SELECTION:
## Begin

Module `stikpetP.tests.test_sign_ps`

Expand source code

import pandas as pd
from scipy.stats import binom
from statistics import NormalDist
from ..other.table_cross import tab_cross

def ts_sign_ps(field1, field2, levels=None, dmu=0, method="exact"):
    '''
    Sign Test (Paired Samples)
    --------------------------
    This test compares the number of pairs that have a difference above the hypothesized difference, with those below the difference. It can be considered an alternative for the paired samples t-test.
    
    Parameters
    ----------
    field1 : pandas series
        the ordinal or scale scores of the first variable
    field2 : pandas series
        the ordinal or scale scores of the second variable
    levels : list or dictionary, optional
        the levels from field1 and field2
    dmu : float, optional
        the hypothesized difference between each pair. Default is 0.
    method : {"exact", "appr"}, optional
        test to be used. Default is "exact".
        
    Returns
    -------
    Dataframe with:
    
    * *n pos*, the number of pairs with a difference above dmu
    * *n neg*, the number of pairs with a difference below dmu
    * *statistic*, the test statistic (only applicable if method="appr")
    * *p-value*, the p-value (significance)
    
    Notes
    -----
    If method="exact" the binomial distribution will be used. The formula used is (Dixon & Mood, 1946):
    $$sig. = 2\\times Bin\\left(n, \\min\\left(n_{pos}, n_{neg}\\right), \\frac{1}{2}\\right)$$
    
    When using the approximation, the standard normal distribution is used (SPSS, 2006, p. 483):
    $$z = \\frac{\\max\\left(n_{pos}, n_{neg}\\right)-0.5\\times\\left(n_{pos} + n_{neg}\\right)-0.5}{0.5\\times\\sqrt{n_{pos}+n_{neg}}}$$
    $$sig. = 2\\times\\left(1 - \\Phi\\left(\\left|z\\right|\\right)\\right)$$
    
    With:
    $$n_{pos}=\\sum_{i=1}^n \\begin{cases} 1 & \\text{ if } d_i>d_{H0} \\\\ 0 & \\text{ if } d_i\\leq d_{H0} \\end{cases}$$
    $$n_{neg}=\\sum_{i=1}^n \\begin{cases} 1 & \\text{ if } d_i\\geq d_{H0} \\\\ 0 & \\text{ if } d_i<d_{H0} \\end{cases}$$
    $$d_i = x_i - y_i$$
    
    The test was already described by Arbuthnott (1710)

## End

WHAT YOU ARE ASKED TO DO:
In the sign test documentation, which distribution is used when method is set to "exact"? You won't need the items for this.

ITEMS:
## Begin

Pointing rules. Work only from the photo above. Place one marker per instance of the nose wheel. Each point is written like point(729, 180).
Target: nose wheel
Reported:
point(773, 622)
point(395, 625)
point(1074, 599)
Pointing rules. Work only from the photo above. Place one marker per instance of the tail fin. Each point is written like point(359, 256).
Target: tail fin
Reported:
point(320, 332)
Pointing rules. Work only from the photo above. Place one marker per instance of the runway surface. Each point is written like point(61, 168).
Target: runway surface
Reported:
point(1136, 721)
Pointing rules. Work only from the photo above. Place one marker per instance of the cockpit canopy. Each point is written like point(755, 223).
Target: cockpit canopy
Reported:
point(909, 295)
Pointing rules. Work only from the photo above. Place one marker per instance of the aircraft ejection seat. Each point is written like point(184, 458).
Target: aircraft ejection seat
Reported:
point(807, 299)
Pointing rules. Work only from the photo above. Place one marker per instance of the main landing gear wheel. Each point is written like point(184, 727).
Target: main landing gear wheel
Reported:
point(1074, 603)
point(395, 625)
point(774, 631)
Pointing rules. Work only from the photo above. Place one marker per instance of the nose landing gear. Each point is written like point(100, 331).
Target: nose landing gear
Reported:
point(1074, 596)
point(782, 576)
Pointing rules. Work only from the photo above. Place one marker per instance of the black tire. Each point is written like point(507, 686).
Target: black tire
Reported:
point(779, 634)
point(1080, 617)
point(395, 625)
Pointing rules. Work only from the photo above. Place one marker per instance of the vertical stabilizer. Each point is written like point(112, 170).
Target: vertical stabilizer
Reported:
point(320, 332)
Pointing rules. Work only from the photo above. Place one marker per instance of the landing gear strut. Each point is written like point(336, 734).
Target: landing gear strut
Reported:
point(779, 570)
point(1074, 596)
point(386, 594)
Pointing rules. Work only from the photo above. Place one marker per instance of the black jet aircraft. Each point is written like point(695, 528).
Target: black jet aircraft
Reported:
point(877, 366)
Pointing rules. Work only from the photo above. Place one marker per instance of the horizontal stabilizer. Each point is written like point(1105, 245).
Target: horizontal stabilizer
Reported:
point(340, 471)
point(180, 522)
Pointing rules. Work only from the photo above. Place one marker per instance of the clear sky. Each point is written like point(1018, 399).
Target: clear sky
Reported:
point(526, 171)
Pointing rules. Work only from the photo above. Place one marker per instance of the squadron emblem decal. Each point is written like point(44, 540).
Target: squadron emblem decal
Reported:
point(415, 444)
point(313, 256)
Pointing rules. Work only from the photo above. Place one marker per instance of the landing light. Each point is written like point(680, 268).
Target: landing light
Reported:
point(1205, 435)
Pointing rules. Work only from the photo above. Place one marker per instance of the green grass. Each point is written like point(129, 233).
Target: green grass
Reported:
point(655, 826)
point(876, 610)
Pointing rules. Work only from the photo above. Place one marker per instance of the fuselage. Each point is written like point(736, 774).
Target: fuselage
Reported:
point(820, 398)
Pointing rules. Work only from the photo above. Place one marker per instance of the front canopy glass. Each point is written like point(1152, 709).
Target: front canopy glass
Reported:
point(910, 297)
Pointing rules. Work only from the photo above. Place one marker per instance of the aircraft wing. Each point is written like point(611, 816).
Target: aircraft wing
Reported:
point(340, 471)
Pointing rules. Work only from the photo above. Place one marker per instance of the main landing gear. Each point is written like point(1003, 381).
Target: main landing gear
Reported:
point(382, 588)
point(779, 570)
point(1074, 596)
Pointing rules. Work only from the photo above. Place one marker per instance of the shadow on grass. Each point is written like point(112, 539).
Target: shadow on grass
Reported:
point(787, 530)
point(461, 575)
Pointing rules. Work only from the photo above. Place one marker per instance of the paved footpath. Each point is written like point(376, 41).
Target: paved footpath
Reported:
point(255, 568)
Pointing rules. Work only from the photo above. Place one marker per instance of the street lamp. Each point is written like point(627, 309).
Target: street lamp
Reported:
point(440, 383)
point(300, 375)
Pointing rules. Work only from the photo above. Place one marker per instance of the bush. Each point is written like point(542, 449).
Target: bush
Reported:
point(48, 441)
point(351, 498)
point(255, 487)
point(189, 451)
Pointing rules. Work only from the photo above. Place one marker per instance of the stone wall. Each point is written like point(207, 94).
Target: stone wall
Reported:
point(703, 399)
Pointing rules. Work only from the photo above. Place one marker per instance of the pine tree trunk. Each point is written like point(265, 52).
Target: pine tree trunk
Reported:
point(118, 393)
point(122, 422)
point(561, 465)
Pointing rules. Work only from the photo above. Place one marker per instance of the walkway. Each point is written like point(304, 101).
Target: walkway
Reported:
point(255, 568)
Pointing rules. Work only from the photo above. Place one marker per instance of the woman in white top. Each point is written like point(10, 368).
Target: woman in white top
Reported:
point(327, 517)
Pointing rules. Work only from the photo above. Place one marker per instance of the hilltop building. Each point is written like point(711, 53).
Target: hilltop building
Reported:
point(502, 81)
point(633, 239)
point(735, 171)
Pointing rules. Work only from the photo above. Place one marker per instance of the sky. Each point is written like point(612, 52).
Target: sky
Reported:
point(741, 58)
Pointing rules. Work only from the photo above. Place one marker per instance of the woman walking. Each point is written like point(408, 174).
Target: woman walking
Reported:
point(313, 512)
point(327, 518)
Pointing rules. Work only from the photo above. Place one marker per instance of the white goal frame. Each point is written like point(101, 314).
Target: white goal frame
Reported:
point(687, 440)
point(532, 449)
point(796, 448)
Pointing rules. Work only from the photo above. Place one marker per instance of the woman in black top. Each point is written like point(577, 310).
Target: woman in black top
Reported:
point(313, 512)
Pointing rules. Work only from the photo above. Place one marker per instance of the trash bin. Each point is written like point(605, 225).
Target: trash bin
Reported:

## End

ANSWER TO THE EXERCISE:
The binomial distribution.